- Given problem
Pick up the personal essay about a long winter of ill health and carry it on from its last sentence.

- Document excerpt
It began in late fall actually when ill health crept in like
a chilly draft.
I hunkered down thinking that here was a simple squall I
could easily weather.
This too shall pass…but it took the wind out of my sails.
When a wave of arctic air swept in from the frozen north, I was unprepared for
the perfect storm of dis-ease and distress that followed in its wake. The
nights got longer and the snow kept falling and falling and falling. Trapped
inside a virtual snow globe I found myself isolated and desolate. As the
weather allowed – between snow storms, blowing and drifting snow and ice storms
- I was shuttled around from one specialist to another and from one facility to
another for various tests and scans to try to discover the underlying cause of
all this physical distress.
As the winter dragged on, depression began seeping through
the windows and walls.
One thing led to another like some unending game of chutes
and ladders through this difficult and disappointing winter.
Several times over the past few months I’ve given
consideration to the phrase, the spirit is
willing but the body is weak. I’ve missed out on so much - pure and simple,
the physical energy simply was not there. The need for self compassion and kindness in
the face of so much suffering was great.
There were nights when the physical pain was so horrific the
only thing that got me through was by taking one breath and then another. Lying
on the floor with one hand on my belly and the other hand on my heart, I would
simply breathe. One breath after another…. Gradually the pain would ease and there was
calm in the midst of the storm.

(Extracted records)

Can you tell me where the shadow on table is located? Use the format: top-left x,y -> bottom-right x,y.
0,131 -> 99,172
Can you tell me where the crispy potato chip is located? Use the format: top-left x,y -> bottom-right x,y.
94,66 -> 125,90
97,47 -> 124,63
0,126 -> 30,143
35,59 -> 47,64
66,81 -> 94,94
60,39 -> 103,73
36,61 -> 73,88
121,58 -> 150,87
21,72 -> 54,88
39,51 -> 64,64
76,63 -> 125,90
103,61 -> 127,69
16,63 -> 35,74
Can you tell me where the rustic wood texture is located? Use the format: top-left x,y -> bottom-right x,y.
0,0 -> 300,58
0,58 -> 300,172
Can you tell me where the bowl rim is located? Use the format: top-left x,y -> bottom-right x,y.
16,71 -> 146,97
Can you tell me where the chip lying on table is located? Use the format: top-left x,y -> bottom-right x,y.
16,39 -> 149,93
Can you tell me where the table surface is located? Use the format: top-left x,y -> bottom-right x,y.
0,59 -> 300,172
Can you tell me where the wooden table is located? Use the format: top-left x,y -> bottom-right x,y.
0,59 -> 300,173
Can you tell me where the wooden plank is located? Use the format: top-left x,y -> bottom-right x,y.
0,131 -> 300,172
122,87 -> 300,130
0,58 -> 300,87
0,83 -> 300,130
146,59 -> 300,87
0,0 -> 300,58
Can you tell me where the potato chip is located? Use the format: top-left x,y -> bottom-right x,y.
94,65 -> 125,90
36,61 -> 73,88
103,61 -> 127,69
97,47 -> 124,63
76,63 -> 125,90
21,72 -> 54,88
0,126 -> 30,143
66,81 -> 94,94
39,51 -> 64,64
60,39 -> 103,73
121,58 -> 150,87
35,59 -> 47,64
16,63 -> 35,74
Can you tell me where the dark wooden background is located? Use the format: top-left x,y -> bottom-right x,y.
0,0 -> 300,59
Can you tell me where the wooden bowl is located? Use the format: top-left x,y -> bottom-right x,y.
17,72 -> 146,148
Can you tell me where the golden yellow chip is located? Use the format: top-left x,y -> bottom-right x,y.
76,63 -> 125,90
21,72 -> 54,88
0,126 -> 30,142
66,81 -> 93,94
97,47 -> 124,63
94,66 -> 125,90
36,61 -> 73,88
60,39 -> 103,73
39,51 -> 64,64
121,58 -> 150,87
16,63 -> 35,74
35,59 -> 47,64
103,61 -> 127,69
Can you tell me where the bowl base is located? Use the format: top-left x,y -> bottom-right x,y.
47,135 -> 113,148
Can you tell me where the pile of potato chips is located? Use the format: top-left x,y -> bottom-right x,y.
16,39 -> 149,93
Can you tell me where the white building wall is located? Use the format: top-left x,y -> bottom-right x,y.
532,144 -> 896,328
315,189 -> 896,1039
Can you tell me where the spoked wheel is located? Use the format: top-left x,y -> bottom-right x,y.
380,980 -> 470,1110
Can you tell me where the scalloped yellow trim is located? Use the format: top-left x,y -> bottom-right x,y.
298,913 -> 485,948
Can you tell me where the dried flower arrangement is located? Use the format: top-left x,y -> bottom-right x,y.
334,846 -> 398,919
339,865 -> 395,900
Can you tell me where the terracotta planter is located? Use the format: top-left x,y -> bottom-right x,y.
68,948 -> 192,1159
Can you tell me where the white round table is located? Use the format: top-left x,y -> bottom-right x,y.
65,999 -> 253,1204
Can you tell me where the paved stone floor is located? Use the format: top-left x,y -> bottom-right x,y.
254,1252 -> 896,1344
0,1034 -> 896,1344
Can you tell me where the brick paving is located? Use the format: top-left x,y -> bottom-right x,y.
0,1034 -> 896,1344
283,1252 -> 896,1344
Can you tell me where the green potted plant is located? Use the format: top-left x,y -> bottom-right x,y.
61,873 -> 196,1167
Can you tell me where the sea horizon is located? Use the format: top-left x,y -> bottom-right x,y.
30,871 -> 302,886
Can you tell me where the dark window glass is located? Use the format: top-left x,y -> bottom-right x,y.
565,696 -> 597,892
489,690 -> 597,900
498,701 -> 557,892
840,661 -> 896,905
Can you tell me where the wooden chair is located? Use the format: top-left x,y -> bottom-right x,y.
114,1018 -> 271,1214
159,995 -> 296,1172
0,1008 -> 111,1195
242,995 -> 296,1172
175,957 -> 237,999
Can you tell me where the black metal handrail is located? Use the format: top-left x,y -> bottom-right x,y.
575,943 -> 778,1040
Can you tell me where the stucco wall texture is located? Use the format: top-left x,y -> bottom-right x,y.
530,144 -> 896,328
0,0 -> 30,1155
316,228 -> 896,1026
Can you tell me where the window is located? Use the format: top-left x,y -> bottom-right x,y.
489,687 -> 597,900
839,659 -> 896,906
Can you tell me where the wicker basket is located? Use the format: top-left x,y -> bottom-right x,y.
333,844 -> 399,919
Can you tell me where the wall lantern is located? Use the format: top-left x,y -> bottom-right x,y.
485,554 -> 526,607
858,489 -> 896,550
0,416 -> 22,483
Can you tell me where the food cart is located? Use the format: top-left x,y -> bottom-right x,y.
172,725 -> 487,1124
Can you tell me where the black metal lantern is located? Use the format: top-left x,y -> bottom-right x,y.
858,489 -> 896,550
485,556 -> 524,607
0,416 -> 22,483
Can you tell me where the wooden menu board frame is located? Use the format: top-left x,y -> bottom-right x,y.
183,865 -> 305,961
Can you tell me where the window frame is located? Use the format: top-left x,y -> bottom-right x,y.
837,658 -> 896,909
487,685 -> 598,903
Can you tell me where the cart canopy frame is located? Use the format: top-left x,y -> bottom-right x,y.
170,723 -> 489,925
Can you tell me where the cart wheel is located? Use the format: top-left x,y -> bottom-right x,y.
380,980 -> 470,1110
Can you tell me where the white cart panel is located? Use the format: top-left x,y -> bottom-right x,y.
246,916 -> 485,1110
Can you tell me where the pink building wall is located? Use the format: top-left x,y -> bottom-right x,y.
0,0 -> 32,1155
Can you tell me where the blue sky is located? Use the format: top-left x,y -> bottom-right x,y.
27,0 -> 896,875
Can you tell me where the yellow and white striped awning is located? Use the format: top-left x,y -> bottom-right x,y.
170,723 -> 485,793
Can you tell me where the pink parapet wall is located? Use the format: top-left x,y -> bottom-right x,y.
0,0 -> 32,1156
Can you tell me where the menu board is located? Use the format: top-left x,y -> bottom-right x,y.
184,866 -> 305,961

- Written response
At one point I came to the conclusion that my body had
betrayed me. Anger and frustration with my plot planted seeds of discontent and
threatened to undo me. Just recently, my spiritual director invited me to
consider that perhaps there was another way to look at the ongoing discomfort
that has spread mercurially. Might it be that my body is speaking wisdom to me?
Perhaps it is time to listen to that wisdom and learn that somewhere there is a
balance between the want to and the capacity to actually do.
It’s a fine line and I’ve pondered the flip side of this
conundrum before..
As the long winter dragged on, I was on the lookout for encouragement.
I found some here as a random quote attributed to Tina Fey at GrowingBolder.com came across my radar. “You can’t be that kid standing at the top
of the water slide, overthinking it. You have to go down the chute,” This gave me pause - especially when a friend of mine responded
– “I say, go down if it appeals to you, otherwise go find yourself a swing.”
Now that’s my kind of gal. I’m tired of the interminable
game of chutes and ladders.
This calendar girl is ready to swing into spring.